[Task goal]
Copy out the material below word for word, omitting the picture.
+++++
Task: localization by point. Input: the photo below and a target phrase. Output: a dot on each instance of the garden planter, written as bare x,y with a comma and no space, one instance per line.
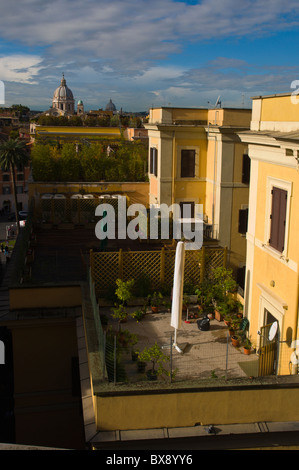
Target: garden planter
134,356
151,374
141,366
218,315
235,341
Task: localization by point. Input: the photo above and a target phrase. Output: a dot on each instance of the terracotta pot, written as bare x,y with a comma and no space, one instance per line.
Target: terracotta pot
235,341
218,316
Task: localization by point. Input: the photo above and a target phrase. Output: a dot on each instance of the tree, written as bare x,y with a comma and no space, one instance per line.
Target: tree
13,154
+++++
[Response below]
Task: localization by point. Input: the photo below and a target phrase. Output: a dot on each instance of the garden planter, written as bare x,y with a comma and no space, one instance per line.
Target: garden planter
134,356
151,374
141,366
218,315
235,341
Task: localization by point. Input: the photo above and a target phrase. Output: a dot on each instance of the terracotta pot, written as bare x,y with a comma and no space, one instance per line.
Target: terracotta pot
235,341
218,316
Task: localization by point. Input: the photo above and a target phrase. Output: a dot on each instance of the tree, written as bare x,y with a comma and no space, one instance per line.
Target: tree
13,154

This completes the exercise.